■ Document extract ■
= Beginning of Section =
These tactics, which contribute to the slow birth rate of bats, are timed to coincide with high production of fruit or insects in the environment.
However, contrary to popular belief, vampire bats don't actually suck blood. Instead, they use their razor sharp teeth to make a small incision in the skin of a sleeping animal and then consume the blood as it runs from the wound.
Unlike the monsters of popular vampire lore, bats only require approximately two tablespoons of blood a day, so the victim's loss of blood is negligible and seldom causes harm. Additionally, bat saliva has a similar anesthetic quality to that of a mosquito, which helps prevent the victim from even feeling the cut.
About 70 percent of all bats are insectivores (with the exception of a small percentage that drink blood or eat fish), but megabats are mostly frugivores that feast on fruit, pollen and nectar.
Also known as flying foxes, these fruit bats play important roles in the pollination of flowers and the dispersal of fruit seeds. Their dietary habits are beneficial for rainforests, which contain a large variety of flora available for consumption.
Unfortunately, due to deforestation and the inherently fragile state of rainforest ecosystems, nectar-feeding bats are especially prone to extinction.
If humans hung upside down from a tree for several hours, it wouldn't take long before they passed out. So, how do bats manage it?
For starters, human and bat circulatory systems are fundamentally different. Because our blood pumps in the direction of our brain, the stress of gravity transfers even more blood to the head when upside down. A bat's circulatory systems pumps the opposite way — away from its head. Also, while all mammals have valves in their veins that prevent blood from flowing backwards, bats possess these valves in their arteries, as well. All of these adaptations ensure that blood is evenly distributed throughout the bat's body.
It also just happens to be more energy efficient for bats to hang by their feet. As opposed to defying gravity and standing upright, no energy has to be expended while hanging due to the lightweight structure of their leg muscles and bones that were developed for flight.
While some mammals like flying squirrels, sugar gliders and colugos can glide through the air for short distances, bats are capable of true, sustained flight.
The world's largest natural bat colony is the Bracken Bat Cave in Texas, which houses 20 million bats. Over the course of one night, the entire colony can consume a whopping 200 tons of bugs. There's so many bats that when they collectively depart their cave to go foraging, a dense cloud composed of their bodies is visible on weather radar.
The site of the world's largest urban bat colony is in Austin, Texas, where up to 1.5 million Mexican free-tailed bats roost underneath the Ann W. Richards Congress Avenue Bridge. After spending their winters in Mexico, the bats migrate to Austin from March to November, during which they put on a nightly show for residents and tourists eager to witness them taking off to forage for food.
In February 2006, a caver exploring Howe Caverns near Albany, N.Y., discovered white fungus accumulating around the muzzles of hibernating bats. The disease spread rapidly over the next several years, and is now documented in more than 115 bat colonies across the eastern half of North America.
With a mortality rate of 95 percent, white nose syndrome is responsible for the deaths of at least 6 million bats. Although the fungus has been identified as Geomyces destructans, scientists remain stumped about how to stop it from infecting more bats.
Unless scientists are able to find a solution, the little brown bat, the most common bat species in North America, is on track for extinction.
= End of Section =
■ Record set ■
= Beginning of Section =
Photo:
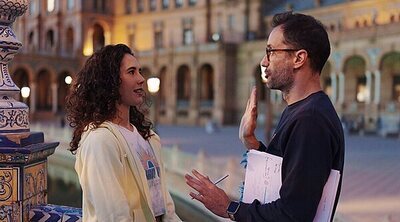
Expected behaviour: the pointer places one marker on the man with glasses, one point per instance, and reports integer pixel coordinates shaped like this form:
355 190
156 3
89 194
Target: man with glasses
= End of Section =
■ Problems and tasks ■
#1 Repeat the part of the bat text that begins at the words "While some mammals" and stops after "true, sustained flight.", swapping "sustained" for "continuous".
#2 According to the bat text, how many bats live in the Bracken Bat Cave in Texas?
The material has no connection to the bat text.

■ Answers by task ■
#1
While some mammals like flying squirrels, sugar gliders and colugos can glide through the air for short distances, bats are capable of true, continuous flight.

#2 20 million bats.